SET TASK:
Print all of the stored data entries below verbatim, reproducing each line without any change.

Stored data entries

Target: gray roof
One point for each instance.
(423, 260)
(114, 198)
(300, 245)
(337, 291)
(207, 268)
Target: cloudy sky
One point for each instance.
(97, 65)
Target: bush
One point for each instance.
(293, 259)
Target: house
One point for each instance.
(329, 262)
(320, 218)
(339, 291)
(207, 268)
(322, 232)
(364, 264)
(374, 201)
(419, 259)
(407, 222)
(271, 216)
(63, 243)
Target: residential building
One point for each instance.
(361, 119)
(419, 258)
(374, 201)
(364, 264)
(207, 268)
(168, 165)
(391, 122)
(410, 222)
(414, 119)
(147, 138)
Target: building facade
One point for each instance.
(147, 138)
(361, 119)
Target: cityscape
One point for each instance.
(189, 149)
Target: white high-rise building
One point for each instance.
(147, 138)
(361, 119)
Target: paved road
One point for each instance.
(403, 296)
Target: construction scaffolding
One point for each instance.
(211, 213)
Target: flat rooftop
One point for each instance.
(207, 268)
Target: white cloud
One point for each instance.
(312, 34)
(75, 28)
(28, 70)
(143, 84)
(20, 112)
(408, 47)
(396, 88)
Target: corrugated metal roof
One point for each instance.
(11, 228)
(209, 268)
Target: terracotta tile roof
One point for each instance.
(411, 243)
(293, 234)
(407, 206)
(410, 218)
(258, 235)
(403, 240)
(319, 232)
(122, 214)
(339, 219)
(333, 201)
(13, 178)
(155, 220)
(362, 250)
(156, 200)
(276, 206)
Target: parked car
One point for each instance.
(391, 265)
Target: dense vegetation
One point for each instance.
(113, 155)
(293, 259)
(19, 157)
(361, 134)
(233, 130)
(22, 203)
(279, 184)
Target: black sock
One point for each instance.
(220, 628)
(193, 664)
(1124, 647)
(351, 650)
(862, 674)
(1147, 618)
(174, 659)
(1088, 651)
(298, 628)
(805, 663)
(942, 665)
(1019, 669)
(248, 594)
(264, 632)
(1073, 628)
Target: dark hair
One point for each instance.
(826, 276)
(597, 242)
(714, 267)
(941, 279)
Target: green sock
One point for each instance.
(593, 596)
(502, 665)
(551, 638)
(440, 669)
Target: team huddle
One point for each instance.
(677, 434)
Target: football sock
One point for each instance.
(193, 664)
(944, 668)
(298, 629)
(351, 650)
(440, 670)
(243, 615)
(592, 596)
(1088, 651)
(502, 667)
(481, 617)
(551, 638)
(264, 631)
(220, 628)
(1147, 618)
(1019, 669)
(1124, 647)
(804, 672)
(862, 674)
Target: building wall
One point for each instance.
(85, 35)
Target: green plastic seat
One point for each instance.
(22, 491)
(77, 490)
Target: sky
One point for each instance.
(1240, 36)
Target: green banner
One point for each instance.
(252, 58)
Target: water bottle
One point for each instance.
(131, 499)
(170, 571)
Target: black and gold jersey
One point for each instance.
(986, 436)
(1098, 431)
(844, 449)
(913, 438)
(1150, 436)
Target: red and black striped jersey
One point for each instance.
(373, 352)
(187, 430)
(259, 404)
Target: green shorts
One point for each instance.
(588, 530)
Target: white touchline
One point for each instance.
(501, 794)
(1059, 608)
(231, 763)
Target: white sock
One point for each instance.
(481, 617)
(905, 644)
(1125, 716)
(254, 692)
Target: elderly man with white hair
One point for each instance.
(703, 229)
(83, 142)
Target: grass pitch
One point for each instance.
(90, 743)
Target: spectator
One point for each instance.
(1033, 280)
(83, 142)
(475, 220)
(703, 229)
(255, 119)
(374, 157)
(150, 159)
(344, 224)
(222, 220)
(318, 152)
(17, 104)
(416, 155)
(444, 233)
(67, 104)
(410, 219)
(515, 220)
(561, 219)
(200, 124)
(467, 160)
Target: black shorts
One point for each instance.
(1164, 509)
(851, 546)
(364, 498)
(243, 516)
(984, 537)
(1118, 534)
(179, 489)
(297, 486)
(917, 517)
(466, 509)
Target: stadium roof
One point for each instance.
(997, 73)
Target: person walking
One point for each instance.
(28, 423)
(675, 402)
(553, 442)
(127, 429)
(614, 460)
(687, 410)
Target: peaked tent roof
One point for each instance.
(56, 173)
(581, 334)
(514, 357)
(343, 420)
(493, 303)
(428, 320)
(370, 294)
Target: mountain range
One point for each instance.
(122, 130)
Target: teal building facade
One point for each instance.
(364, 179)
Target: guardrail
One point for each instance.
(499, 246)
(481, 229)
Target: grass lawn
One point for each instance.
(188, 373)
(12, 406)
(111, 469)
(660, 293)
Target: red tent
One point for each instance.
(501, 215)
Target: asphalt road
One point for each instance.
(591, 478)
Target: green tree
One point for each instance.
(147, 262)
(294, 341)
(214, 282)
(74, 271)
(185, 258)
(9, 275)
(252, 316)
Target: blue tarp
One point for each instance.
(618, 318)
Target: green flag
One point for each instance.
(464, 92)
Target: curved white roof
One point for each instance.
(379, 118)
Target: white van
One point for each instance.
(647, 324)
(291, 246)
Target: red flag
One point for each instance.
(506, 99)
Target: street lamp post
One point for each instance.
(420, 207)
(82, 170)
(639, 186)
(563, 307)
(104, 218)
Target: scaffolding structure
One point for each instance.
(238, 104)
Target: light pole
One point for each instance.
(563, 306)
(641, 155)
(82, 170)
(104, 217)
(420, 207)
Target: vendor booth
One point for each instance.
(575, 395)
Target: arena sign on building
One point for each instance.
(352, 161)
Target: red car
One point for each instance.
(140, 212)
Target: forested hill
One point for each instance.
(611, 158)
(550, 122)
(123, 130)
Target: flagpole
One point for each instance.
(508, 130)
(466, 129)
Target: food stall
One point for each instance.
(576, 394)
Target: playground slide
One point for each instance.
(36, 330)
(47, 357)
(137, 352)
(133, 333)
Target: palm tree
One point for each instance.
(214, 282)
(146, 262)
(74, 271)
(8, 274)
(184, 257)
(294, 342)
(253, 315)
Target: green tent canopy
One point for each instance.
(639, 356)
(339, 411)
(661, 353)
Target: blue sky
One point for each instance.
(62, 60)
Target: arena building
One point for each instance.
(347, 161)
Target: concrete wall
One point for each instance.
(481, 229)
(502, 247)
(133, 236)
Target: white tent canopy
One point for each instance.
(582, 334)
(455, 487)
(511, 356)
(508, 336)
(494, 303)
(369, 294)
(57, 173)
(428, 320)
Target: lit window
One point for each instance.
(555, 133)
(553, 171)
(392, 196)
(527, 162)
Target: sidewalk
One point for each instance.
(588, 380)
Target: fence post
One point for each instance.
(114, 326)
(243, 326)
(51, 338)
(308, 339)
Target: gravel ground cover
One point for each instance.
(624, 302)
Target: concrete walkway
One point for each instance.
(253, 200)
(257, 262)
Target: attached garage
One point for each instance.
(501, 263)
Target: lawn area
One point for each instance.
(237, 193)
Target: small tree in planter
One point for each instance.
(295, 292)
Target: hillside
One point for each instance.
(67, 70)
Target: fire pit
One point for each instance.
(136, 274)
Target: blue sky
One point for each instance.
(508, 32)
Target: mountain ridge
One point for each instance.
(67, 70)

THE COMPLETED TASK:
Target: gray roof
One point for each instance.
(423, 260)
(114, 198)
(300, 245)
(337, 291)
(207, 268)
Target: cloudy sky
One point for each instance.
(97, 65)
Target: bush
One point for each instance.
(293, 259)
Target: house
One point for each instance.
(329, 262)
(320, 218)
(339, 291)
(207, 268)
(322, 232)
(364, 264)
(374, 201)
(419, 259)
(407, 222)
(271, 216)
(63, 243)
Target: residential building
One point for each instance.
(361, 119)
(419, 258)
(374, 201)
(364, 264)
(207, 268)
(168, 165)
(391, 122)
(410, 222)
(414, 119)
(147, 138)
Target: building facade
One point for each instance.
(147, 138)
(361, 119)
Target: cityscape
One point for each instance.
(189, 149)
Target: white high-rise building
One point for each instance.
(147, 138)
(361, 119)
Target: paved road
One point for each instance.
(403, 296)
Target: construction scaffolding
One point for each instance.
(211, 213)
Target: flat rooftop
One point for each instance.
(207, 268)
Target: white cloud
One point for each instance.
(312, 34)
(75, 28)
(28, 70)
(143, 84)
(20, 112)
(408, 47)
(396, 88)
Target: corrugated metal roof
One point for each instance.
(11, 228)
(209, 268)
Target: terracotta tile roof
One point for each instance.
(411, 243)
(293, 234)
(407, 206)
(410, 218)
(258, 235)
(403, 240)
(319, 232)
(122, 214)
(339, 219)
(333, 201)
(13, 178)
(155, 220)
(362, 250)
(156, 200)
(276, 206)
Target: parked car
One point for each instance.
(391, 265)
Target: dense vegetation
One point for each instance.
(113, 155)
(293, 259)
(19, 157)
(361, 134)
(233, 130)
(22, 203)
(279, 184)
Target: black sock
One point for each instance.
(220, 628)
(193, 664)
(1124, 647)
(351, 650)
(862, 674)
(1147, 618)
(174, 659)
(1088, 651)
(298, 628)
(805, 663)
(942, 665)
(1019, 669)
(248, 594)
(264, 632)
(1073, 628)
Target: dark hair
One point for each instance.
(826, 276)
(597, 242)
(714, 267)
(941, 279)
Target: green sock
One point for each instance.
(593, 596)
(502, 665)
(551, 638)
(440, 669)
Target: team huddle
One point for each instance.
(677, 434)
Target: football sock
One point for each instance.
(193, 664)
(944, 668)
(298, 629)
(351, 650)
(440, 670)
(243, 615)
(592, 596)
(1088, 651)
(502, 667)
(481, 617)
(551, 638)
(264, 631)
(220, 628)
(1147, 618)
(1019, 669)
(1124, 647)
(804, 672)
(862, 674)
Target: building wall
One point for each instance.
(85, 35)
Target: green plastic seat
One point for each instance.
(22, 491)
(77, 490)
Target: sky
One point for each instance.
(1240, 36)
Target: green banner
One point for each instance.
(252, 58)
Target: water bottle
One point for each instance.
(131, 499)
(170, 571)
Target: black and gold jersey
One point for each instance.
(986, 436)
(1098, 431)
(844, 449)
(913, 438)
(1150, 436)
Target: red and black striped jersey
One point for each instance.
(373, 352)
(187, 430)
(259, 404)
Target: green shorts
One point for each instance.
(588, 530)
Target: white touchline
One point for each instance.
(501, 794)
(1059, 608)
(231, 763)
Target: white sock
One point for each instance.
(481, 617)
(905, 644)
(1125, 716)
(254, 692)
Target: elderly man with white hair
One point for each instance.
(703, 229)
(83, 142)
Target: grass pitch
One point for each instance.
(90, 743)
Target: spectator
One point for each instance.
(1033, 280)
(83, 142)
(475, 220)
(703, 229)
(255, 119)
(374, 157)
(150, 159)
(344, 224)
(222, 220)
(318, 152)
(17, 104)
(416, 155)
(444, 233)
(67, 104)
(410, 219)
(515, 220)
(561, 219)
(200, 124)
(467, 160)
Target: black shorts
One point for each instance.
(1164, 509)
(851, 546)
(364, 498)
(243, 516)
(984, 537)
(1118, 534)
(179, 489)
(297, 486)
(917, 517)
(466, 509)
Target: stadium roof
One point for each instance.
(997, 73)
Target: person walking
One point for each instance.
(28, 423)
(675, 402)
(553, 442)
(127, 429)
(614, 460)
(687, 410)
Target: peaked tent roof
One point for each instance.
(56, 173)
(581, 334)
(514, 357)
(343, 420)
(493, 303)
(428, 320)
(370, 294)
Target: mountain range
One point for each instance.
(122, 130)
Target: teal building facade
One point for each instance.
(364, 179)
Target: guardrail
One point for each instance.
(499, 246)
(481, 229)
Target: grass lawn
One point for each instance.
(188, 373)
(12, 406)
(111, 469)
(660, 293)
Target: red tent
One point for each instance.
(501, 215)
Target: asphalt road
One point for each instance.
(591, 478)
Target: green tree
One point for each instance.
(147, 262)
(294, 341)
(214, 282)
(74, 271)
(185, 258)
(9, 275)
(252, 316)
Target: blue tarp
One point for each instance.
(618, 318)
Target: green flag
One point for each instance.
(464, 92)
Target: curved white roof
One point for each instance.
(379, 118)
Target: white van
One point for each instance.
(647, 324)
(291, 246)
Target: red flag
One point for each instance.
(506, 99)
Target: street lamp post
One point for each instance.
(420, 207)
(82, 170)
(639, 186)
(563, 307)
(104, 218)
Target: scaffolding structure
One point for each instance.
(238, 104)
Target: light pole
One point for each instance.
(563, 306)
(641, 155)
(82, 170)
(104, 217)
(420, 207)
Target: vendor booth
One point for each instance.
(575, 395)
Target: arena sign on building
One point for each instance.
(352, 161)
Target: red car
One point for each instance.
(140, 212)
Target: forested hill
One point for each instance.
(611, 158)
(550, 122)
(123, 130)
Target: flagpole
One point for each instance.
(508, 130)
(466, 129)
Target: food stall
One point for each instance.
(576, 394)
Target: playground slide
One point for each instance.
(36, 330)
(47, 357)
(137, 352)
(133, 333)
Target: palm tree
One point for each instance.
(214, 282)
(146, 262)
(74, 271)
(8, 274)
(184, 257)
(294, 342)
(253, 315)
Target: green tent canopy
One point for each instance.
(639, 356)
(339, 411)
(661, 353)
Target: blue sky
One point for each instance.
(62, 60)
Target: arena building
One point for each instance.
(347, 161)
Target: concrete wall
One point for each instance.
(481, 229)
(502, 247)
(133, 236)
Target: white tent canopy
One point for each instance.
(582, 334)
(455, 487)
(511, 356)
(508, 336)
(494, 303)
(369, 294)
(57, 173)
(428, 320)
Target: lit window
One point for each instance.
(555, 133)
(553, 171)
(392, 196)
(527, 162)
Target: sidewalk
One point for each instance.
(588, 380)
Target: fence post
One point for each instance.
(114, 326)
(243, 326)
(51, 338)
(308, 339)
Target: gravel ground cover
One point for each instance.
(624, 302)
Target: concrete walkway
One point for each instance.
(253, 200)
(257, 262)
Target: attached garage
One point for each instance.
(501, 263)
Target: lawn area
One point for each instance.
(237, 193)
Target: small tree in planter
One point for each instance.
(295, 292)
Target: hillside
One point for each instance.
(67, 70)
Target: fire pit
One point for each instance.
(136, 274)
Target: blue sky
One point for each instance.
(508, 32)
Target: mountain ridge
One point for each instance.
(67, 70)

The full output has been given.